Di tengah dinamika pengelolaan keuangan daerah, Pemerintah Provinsi Kepulauan Riau (Pemprov Kepri) kembali menjadi sorotan publik. Kali ini, perhatian tertuju pada keputusan strategis Pemprov yang mengubah gelaran Musabaqah Tilawatil Quran dan Hadis (MTQH) tingkat provinsi tahun 2025 menjadi Seleksi Tilawatil Quran dan Hadis (STQH). Langkah ini, yang secara eksplisit dilatarbelakangi oleh keterbatasan anggaran dan kebutuhan akan efisiensi, mencerminkan upaya pemerintah daerah untuk menyeimbangkan komitmen terhadap syiar keagamaan dengan realitas fiskal yang ada. Artikel ini akan mengupas tuntas mengapa anggaran kurang Pemprov Kepri menurunkan event MTQH ini, dampaknya, serta bagaimana pemerintah daerah berupaya menjaga kualitas di tengah keterbatasan.
Keputusan ini bukan sekadar perubahan nama, melainkan sebuah restrukturisasi skala acara yang memiliki implikasi signifikan terhadap jumlah cabang lomba, golongan peserta, hingga alokasi dana. Bagi masyarakat Kepri, khususnya pegiat Al-Qur’an dan Hadis, perubahan ini memicu pertanyaan dan harapan. Bagaimana Pemprov Kepri memastikan bahwa semangat dan tujuan utama dari kegiatan keagamaan ini tetap terjaga, bahkan dengan format yang lebih ramping? Mari kita selami lebih dalam.
Transformasi Agenda Keagamaan: Dari MTQH Menjadi STQH
Perubahan dari MTQH menjadi STQH untuk tahun 2025 merupakan langkah konkret Pemprov Kepri dalam menerapkan kebijakan efisiensi anggaran. Kepala Biro Kesejahteraan Rakyat (Kesra) Kepri, Aiyub, secara transparan menjelaskan bahwa keputusan ini diambil untuk menghemat pengeluaran kegiatan. “Karena keterbatasan anggaran makanya jadi STQH, sebenarnya tingkat provinsi di tahun ini adalah MTQH,” ungkap Aiyub, menegaskan bahwa perubahan ini adalah respons terhadap kondisi fiskal.
Perbedaan mendasar antara MTQH dan STQH terletak pada skala dan cakupan perlombaan:
- MTQH (Musabaqah Tilawatil Quran dan Hadis): Meliputi 9 cabang perlombaan dengan total 60 golongan. Ini adalah ajang yang lebih besar, melibatkan lebih banyak peserta dan kategori, sehingga memerlukan alokasi dana yang substansial.

[Cuplikan dataset tentang penunjukan objek]

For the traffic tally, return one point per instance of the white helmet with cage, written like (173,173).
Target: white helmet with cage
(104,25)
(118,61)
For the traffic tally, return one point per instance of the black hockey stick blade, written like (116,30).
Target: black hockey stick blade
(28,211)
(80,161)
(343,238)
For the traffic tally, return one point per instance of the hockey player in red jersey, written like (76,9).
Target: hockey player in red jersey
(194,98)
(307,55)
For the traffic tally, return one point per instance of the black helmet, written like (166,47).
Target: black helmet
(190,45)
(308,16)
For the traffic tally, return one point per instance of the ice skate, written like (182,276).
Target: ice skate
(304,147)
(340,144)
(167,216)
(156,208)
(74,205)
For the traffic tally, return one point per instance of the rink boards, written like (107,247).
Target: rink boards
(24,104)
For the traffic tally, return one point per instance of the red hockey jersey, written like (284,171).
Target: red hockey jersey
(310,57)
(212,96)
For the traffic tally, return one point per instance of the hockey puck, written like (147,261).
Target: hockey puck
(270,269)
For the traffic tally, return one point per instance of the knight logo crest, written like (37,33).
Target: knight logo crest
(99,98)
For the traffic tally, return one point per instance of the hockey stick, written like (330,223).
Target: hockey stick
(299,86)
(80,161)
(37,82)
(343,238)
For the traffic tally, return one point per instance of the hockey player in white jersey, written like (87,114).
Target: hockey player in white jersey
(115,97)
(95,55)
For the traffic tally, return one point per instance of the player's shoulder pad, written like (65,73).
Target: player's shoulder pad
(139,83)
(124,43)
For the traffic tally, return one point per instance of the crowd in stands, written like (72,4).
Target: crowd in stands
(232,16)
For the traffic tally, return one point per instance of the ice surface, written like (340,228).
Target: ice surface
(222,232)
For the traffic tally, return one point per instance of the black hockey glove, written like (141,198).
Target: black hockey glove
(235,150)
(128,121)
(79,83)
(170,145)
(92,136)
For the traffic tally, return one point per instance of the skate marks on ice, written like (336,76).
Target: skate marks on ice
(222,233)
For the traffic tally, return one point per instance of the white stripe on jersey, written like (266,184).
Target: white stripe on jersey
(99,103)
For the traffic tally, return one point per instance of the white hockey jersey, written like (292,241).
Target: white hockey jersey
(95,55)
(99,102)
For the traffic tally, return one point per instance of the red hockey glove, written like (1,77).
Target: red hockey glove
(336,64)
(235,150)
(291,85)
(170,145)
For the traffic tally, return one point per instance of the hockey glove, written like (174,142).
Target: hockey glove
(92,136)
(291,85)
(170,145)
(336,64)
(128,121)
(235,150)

> Bagian Latihan
a) Menurut teks tentang STQH Kepri, berapa cabang perlombaan dan golongan yang diliputi MTQH?
b) Ubah seluruh bagian teks tentang STQH Kepri dari "Keputusan ini bukan" hingga "selami lebih dalam." dengan mengganti "restrukturisasi" menjadi "penataan ulang".

> Jawaban Soal
a) MTQH meliputi 9 cabang perlombaan dengan total 60 golongan.

b)
Keputusan ini bukan sekadar perubahan nama, melainkan sebuah penataan ulang skala acara yang memiliki implikasi signifikan terhadap jumlah cabang lomba, golongan peserta, hingga alokasi dana. Bagi masyarakat Kepri, khususnya pegiat Al-Qur’an dan Hadis, perubahan ini memicu pertanyaan dan harapan. Bagaimana Pemprov Kepri memastikan bahwa semangat dan tujuan utama dari kegiatan keagamaan ini tetap terjaga, bahkan dengan format yang lebih ramping? Mari kita selami lebih dalam.